»»

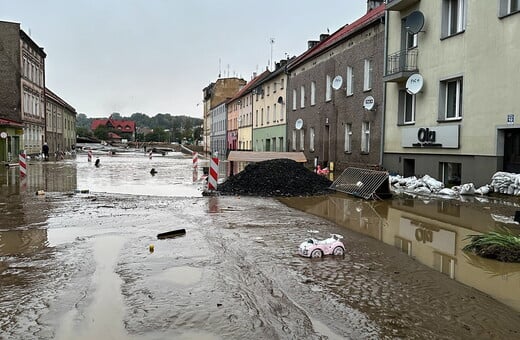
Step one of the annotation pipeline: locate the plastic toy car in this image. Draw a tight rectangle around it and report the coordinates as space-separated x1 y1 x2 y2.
298 234 345 258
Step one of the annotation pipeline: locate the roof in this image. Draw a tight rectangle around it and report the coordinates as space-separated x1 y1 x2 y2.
0 118 24 127
227 151 307 163
45 88 76 113
229 70 271 102
91 118 136 132
288 4 385 71
108 132 122 139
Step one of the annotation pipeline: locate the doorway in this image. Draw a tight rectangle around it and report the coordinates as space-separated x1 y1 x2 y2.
504 129 520 173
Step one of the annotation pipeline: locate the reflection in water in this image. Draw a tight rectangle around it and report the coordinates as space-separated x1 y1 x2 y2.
280 193 520 312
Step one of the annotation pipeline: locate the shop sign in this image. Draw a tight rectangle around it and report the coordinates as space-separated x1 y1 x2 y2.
401 125 459 149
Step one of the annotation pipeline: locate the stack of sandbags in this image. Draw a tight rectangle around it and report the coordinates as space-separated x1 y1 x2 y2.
491 172 520 195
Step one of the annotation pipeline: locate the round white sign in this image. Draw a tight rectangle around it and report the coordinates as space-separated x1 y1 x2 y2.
363 96 375 111
0 132 7 139
406 73 424 94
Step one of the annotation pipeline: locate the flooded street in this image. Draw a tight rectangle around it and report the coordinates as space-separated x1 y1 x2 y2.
1 152 520 339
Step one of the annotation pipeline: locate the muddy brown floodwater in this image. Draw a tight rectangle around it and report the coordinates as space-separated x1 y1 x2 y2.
1 151 519 339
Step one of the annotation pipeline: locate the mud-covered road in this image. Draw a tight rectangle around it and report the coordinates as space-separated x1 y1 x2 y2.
1 154 520 339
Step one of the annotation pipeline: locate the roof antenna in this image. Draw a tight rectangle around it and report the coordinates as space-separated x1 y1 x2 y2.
269 38 275 71
218 58 222 78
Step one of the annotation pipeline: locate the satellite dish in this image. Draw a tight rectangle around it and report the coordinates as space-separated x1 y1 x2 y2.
277 96 284 104
363 96 375 111
405 11 425 34
406 73 424 94
332 75 343 90
295 118 304 130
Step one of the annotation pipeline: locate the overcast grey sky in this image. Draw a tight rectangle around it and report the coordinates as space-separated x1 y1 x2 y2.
1 0 368 118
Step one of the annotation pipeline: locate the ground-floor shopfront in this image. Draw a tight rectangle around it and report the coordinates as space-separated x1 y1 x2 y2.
0 121 24 163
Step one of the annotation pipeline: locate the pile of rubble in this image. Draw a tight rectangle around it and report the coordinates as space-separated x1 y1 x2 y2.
217 159 332 197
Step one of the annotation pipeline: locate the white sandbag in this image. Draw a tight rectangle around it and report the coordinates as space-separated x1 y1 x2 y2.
438 188 457 196
459 183 475 195
474 185 490 195
414 187 431 194
421 174 444 191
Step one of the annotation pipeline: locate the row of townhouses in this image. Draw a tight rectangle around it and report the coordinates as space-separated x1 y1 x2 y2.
0 21 77 163
202 0 520 187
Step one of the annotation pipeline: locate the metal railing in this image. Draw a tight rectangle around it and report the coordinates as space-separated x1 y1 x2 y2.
386 49 418 76
330 167 391 200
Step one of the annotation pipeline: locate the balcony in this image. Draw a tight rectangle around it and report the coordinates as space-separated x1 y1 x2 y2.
386 0 421 11
384 49 418 83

««

* Problem details
In the data above, find the line containing "Step one of the annotation pipeline: locate the row", then copy it and every later line exactly.

* Response below
Step one of the annotation pipeline: locate the row of townhouses in this image. Draw a tight rectangle around it and report the coordinates as space-separated x1 y1 x2 y2.
0 21 77 163
202 0 520 187
Step one of the annotation pipeline: locate the metal railing in this image. Draw a tight rectangle around it and report the coordinates as space-separated x1 y1 x2 y2.
386 49 418 76
330 167 391 200
Step one of the annotation pipeline: locate the balcony in this image. Draw a tight rectangle around it and report the coordinates as space-separated x1 y1 x2 y2.
386 0 421 11
384 49 418 83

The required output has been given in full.